Consigne –
Déterminez combien de lignes des enregistrements contiennent la chaîne « rock », puis donnez uniquement ce nombre.

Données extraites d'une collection
+ + + + + + +

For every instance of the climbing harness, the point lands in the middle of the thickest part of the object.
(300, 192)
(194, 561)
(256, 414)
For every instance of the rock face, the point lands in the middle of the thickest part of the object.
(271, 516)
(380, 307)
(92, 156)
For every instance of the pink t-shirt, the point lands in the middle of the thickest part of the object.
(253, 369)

+ + + + + + +

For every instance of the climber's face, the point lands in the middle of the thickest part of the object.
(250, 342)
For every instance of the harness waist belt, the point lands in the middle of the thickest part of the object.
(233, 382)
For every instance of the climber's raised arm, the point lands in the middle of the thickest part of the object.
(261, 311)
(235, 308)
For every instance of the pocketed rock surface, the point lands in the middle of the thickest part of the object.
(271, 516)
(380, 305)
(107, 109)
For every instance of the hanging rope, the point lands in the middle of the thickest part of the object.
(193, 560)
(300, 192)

+ + + + + + +

Réponse attendue –
2